- Exercise directions: Rewrite the passage on model monitoring and explainability below, starting at "It offers both" and ending after "the model works.", with "model-agnostic" changed to "model-independent".

- Supplied text:
In parallel to using data quality drift checks as a proxy for monitoring model degradation, the system also monitors feature attribution drift using the normalized discounted cumulative gain (NDCG) score. This score is sensitive to both changes in feature attribution ranking order as well as to the raw attribution scores of features. By monitoring drift in attribution for individual features and their relative importance, it’s straightforward to spot degradation in model quality.

Model explainability

Model explainability is a pivotal part of ML deployments, because it ensures transparency in predictions. For a detailed understanding, we use Amazon SageMaker Clarify.

It offers both global and local model explanations through a model-agnostic feature attribution technique based on the Shapley value concept. This is used to decode why a particular prediction was made during inference. Such explanations, which are inherently contrastive, can vary based on different baselines. SageMaker Clarify aids in determining this baseline using K-means or K-prototypes in the input dataset, which is then added to the model build pipeline. This functionality enables us to build generative AI applications in the future for increased understanding of how the model works.

Industrialization: From prototype to production

The MLOps project includes a high degree of automation and can serve as a blueprint for similar use cases:

• The infrastructure can be reused entirely, whereas the seed code can be adapted for each task, with most changes limited to the pipeline definition and the business logic for preprocessing, training, inference, and postprocessing.
• The training and inference scripts are hosted using SageMaker custom containers, so a variety of models can be accommodated without changes to the data and model monitoring or model explainability steps, as long as the data is in tabular format.

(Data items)
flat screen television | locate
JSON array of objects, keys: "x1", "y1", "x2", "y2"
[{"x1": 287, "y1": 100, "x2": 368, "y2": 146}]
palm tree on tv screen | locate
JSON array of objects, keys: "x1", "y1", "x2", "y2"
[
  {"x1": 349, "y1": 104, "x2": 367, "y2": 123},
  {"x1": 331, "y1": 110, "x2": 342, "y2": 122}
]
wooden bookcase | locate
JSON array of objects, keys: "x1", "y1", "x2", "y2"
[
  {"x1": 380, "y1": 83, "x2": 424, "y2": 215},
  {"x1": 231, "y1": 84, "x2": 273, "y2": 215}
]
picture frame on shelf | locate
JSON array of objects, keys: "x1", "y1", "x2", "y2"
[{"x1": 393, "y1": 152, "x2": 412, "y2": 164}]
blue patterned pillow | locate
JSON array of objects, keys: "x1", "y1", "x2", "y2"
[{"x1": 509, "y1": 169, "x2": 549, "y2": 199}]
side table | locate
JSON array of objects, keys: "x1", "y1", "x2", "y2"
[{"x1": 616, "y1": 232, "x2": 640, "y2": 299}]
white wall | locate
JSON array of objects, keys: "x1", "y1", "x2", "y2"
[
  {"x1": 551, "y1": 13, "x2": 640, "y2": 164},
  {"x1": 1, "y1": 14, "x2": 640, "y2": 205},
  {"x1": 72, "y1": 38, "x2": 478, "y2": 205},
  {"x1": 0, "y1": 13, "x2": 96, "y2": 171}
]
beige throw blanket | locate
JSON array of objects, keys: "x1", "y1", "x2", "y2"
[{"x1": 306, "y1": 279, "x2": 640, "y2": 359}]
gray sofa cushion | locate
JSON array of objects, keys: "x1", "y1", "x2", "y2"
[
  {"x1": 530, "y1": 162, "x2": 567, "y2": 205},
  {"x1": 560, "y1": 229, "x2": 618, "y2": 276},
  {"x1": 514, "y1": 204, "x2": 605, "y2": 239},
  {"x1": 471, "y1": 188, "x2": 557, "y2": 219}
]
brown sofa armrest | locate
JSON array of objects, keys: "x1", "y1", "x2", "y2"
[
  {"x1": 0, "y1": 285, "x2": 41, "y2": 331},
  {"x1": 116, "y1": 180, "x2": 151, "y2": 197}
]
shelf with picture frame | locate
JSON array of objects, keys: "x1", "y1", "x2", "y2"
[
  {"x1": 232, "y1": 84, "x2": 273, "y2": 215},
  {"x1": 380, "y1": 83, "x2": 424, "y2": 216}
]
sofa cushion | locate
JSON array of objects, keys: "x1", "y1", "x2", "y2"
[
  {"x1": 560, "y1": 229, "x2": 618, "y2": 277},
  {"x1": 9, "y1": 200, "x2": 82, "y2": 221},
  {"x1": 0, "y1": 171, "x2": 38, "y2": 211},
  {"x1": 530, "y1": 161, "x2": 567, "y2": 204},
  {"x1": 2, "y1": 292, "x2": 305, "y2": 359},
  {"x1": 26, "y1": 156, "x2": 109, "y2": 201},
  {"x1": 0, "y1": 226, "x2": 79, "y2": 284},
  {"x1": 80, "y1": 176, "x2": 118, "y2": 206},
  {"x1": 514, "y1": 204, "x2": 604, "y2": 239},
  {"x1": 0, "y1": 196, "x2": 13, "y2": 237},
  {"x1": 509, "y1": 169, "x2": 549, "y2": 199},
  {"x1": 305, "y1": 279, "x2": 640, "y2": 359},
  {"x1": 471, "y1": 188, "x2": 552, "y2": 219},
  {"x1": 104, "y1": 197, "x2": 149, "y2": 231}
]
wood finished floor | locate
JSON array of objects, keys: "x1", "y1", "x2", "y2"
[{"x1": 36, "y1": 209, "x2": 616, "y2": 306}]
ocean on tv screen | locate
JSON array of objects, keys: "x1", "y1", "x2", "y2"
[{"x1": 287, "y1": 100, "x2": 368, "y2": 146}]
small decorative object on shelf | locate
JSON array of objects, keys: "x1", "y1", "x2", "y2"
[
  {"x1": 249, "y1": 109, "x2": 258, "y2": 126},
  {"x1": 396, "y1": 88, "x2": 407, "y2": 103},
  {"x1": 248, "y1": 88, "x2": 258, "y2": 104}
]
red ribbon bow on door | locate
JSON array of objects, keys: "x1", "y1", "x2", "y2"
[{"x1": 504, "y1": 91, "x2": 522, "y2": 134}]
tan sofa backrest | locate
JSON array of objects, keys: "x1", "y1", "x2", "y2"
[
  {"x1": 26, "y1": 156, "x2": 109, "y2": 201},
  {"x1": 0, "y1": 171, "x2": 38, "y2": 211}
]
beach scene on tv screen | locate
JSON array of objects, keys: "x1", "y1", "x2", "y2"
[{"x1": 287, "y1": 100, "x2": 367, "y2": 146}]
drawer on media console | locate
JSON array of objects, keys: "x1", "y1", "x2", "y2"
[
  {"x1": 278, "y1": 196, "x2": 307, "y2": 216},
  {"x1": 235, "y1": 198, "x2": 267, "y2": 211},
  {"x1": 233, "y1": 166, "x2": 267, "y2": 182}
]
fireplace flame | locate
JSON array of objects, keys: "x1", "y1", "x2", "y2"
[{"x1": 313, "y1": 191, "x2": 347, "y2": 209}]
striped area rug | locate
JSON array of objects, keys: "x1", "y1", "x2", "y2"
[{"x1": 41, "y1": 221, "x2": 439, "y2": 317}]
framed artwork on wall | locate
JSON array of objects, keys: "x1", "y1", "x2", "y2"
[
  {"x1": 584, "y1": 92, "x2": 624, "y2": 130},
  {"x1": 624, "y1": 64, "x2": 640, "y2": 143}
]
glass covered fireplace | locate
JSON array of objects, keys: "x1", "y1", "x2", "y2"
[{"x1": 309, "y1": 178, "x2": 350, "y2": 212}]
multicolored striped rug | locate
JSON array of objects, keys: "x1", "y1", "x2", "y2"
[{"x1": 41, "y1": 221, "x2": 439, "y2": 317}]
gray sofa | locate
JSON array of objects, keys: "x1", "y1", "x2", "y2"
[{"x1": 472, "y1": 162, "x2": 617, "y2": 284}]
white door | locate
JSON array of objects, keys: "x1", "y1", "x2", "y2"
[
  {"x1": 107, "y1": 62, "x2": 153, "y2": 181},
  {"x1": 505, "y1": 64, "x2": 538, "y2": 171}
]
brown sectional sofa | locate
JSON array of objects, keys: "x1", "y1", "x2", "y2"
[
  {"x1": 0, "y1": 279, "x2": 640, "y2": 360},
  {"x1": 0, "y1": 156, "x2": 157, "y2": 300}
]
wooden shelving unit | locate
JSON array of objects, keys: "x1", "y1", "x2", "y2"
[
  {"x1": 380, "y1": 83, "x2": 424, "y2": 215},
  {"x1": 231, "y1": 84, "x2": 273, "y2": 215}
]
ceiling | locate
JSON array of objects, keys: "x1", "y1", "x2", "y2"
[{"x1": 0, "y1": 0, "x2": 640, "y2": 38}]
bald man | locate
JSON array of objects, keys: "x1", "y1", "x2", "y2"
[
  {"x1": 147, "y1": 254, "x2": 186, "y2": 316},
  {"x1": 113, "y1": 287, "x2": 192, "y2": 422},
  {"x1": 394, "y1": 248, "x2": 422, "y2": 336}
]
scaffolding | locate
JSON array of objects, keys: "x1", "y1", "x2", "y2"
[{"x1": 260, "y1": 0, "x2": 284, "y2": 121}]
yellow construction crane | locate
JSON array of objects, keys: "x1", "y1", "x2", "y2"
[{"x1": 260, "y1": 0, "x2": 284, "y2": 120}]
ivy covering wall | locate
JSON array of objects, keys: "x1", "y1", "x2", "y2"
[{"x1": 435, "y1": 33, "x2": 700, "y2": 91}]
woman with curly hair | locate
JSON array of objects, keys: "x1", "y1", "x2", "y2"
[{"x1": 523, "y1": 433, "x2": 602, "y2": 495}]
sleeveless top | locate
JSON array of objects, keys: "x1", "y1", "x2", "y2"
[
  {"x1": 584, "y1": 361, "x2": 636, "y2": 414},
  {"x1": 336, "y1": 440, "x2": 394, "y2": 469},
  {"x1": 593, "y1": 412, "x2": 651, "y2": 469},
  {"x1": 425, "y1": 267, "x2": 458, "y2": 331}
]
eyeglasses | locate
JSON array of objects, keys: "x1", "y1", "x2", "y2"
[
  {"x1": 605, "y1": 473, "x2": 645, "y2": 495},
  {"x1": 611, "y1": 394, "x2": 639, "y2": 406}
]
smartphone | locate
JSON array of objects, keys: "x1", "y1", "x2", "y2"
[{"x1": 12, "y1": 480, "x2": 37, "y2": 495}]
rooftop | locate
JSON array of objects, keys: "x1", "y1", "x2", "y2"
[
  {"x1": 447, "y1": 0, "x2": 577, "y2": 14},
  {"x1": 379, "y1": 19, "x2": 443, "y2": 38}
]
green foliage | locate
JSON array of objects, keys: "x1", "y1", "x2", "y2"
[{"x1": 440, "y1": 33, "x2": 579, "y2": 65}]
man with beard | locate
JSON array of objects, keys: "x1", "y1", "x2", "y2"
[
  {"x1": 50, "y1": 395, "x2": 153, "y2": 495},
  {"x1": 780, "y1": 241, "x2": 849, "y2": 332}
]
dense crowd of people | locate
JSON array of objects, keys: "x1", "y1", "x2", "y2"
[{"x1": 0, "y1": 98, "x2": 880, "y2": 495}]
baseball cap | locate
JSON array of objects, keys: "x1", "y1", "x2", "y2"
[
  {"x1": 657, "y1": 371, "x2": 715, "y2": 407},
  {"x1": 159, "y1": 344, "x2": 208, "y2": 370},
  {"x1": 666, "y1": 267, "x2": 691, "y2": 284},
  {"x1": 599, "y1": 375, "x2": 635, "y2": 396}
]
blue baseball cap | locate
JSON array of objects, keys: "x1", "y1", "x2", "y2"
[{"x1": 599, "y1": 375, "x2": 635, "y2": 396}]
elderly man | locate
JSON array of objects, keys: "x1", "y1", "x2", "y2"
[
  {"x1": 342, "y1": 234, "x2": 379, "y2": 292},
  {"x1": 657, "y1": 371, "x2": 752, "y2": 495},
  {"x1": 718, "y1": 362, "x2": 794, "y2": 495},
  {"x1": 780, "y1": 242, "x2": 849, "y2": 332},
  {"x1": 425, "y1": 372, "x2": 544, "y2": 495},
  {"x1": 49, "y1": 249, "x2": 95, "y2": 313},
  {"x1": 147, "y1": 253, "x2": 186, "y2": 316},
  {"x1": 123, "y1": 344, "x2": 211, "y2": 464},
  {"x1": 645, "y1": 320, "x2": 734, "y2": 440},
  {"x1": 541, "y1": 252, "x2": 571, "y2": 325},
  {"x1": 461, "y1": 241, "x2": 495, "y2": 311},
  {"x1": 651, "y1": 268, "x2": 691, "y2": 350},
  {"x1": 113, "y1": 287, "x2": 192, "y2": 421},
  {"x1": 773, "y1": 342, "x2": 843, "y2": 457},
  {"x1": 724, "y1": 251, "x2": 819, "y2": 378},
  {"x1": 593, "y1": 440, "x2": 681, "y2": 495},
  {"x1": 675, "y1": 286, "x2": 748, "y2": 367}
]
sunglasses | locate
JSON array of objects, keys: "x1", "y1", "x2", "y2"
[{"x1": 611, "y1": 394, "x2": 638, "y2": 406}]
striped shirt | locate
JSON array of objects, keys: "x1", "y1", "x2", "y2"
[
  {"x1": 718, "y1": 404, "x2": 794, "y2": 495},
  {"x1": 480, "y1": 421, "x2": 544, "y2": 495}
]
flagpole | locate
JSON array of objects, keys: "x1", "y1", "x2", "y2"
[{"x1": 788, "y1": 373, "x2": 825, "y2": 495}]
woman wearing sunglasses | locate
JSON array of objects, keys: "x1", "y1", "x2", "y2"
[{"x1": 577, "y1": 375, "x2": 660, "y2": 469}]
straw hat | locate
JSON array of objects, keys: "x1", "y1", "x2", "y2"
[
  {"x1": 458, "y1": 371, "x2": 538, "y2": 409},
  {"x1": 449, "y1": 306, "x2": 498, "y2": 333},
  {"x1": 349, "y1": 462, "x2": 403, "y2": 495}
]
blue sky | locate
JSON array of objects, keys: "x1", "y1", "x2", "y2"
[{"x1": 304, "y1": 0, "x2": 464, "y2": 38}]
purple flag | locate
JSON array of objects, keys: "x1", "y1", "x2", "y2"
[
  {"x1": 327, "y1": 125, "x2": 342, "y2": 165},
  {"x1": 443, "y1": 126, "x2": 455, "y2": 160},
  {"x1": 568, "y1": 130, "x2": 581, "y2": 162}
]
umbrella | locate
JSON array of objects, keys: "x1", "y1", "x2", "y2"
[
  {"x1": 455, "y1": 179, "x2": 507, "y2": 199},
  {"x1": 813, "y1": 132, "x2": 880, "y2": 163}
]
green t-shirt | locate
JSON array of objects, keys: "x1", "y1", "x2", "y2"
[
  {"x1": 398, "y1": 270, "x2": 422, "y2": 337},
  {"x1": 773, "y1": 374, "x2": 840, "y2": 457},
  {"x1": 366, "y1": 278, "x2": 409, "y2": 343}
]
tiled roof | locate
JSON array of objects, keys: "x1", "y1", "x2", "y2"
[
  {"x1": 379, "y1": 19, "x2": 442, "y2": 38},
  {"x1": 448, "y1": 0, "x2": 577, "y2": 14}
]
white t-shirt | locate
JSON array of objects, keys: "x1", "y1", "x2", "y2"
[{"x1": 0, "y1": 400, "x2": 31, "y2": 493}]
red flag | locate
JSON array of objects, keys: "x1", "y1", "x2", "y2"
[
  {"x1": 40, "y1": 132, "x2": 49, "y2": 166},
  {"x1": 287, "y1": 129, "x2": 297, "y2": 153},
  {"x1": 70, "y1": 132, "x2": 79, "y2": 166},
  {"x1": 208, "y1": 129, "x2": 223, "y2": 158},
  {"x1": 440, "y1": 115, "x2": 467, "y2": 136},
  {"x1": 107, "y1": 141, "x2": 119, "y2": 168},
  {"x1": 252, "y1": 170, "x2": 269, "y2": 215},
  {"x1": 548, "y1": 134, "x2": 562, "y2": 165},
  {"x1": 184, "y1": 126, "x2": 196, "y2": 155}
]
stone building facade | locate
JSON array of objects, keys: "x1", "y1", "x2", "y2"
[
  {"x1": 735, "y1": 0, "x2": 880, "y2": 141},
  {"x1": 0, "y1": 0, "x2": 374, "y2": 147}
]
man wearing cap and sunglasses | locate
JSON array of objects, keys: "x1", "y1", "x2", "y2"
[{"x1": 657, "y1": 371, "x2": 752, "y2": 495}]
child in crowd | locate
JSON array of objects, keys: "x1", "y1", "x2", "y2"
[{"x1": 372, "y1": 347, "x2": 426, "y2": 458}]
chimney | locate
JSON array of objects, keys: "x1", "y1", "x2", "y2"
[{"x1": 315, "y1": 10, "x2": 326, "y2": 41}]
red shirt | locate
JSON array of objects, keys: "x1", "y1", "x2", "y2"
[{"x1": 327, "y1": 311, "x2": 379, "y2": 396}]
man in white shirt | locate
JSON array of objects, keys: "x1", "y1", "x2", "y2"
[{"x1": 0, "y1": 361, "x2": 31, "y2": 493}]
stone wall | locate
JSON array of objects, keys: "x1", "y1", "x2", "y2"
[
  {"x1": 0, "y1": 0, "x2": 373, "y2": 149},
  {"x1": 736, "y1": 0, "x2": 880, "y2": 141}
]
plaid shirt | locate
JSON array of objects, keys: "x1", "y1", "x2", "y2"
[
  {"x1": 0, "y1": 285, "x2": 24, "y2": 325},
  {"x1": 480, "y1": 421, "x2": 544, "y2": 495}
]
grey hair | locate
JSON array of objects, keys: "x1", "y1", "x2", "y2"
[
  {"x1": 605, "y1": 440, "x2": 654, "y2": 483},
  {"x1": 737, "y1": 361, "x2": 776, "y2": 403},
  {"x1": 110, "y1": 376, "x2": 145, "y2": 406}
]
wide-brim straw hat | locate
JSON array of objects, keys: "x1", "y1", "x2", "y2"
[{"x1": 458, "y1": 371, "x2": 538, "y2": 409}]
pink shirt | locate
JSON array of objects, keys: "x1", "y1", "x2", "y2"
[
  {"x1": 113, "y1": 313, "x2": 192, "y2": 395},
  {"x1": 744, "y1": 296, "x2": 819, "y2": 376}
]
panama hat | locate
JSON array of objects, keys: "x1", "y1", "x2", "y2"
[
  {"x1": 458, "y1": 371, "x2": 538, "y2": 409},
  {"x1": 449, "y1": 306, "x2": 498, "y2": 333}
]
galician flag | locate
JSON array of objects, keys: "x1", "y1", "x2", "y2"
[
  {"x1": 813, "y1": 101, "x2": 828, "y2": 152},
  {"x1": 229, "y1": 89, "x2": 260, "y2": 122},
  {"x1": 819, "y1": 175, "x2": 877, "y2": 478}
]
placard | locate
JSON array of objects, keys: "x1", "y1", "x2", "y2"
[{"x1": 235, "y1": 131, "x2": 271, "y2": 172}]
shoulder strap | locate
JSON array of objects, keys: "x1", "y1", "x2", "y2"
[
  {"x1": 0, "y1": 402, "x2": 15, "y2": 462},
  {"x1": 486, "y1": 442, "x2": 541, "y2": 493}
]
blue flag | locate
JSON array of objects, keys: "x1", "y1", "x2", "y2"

- Exercise solution:
It offers both global and local model explanations through a model-independent feature attribution technique based on the Shapley value concept. This is used to decode why a particular prediction was made during inference. Such explanations, which are inherently contrastive, can vary based on different baselines. SageMaker Clarify aids in determining this baseline using K-means or K-prototypes in the input dataset, which is then added to the model build pipeline. This functionality enables us to build generative AI applications in the future for increased understanding of how the model works.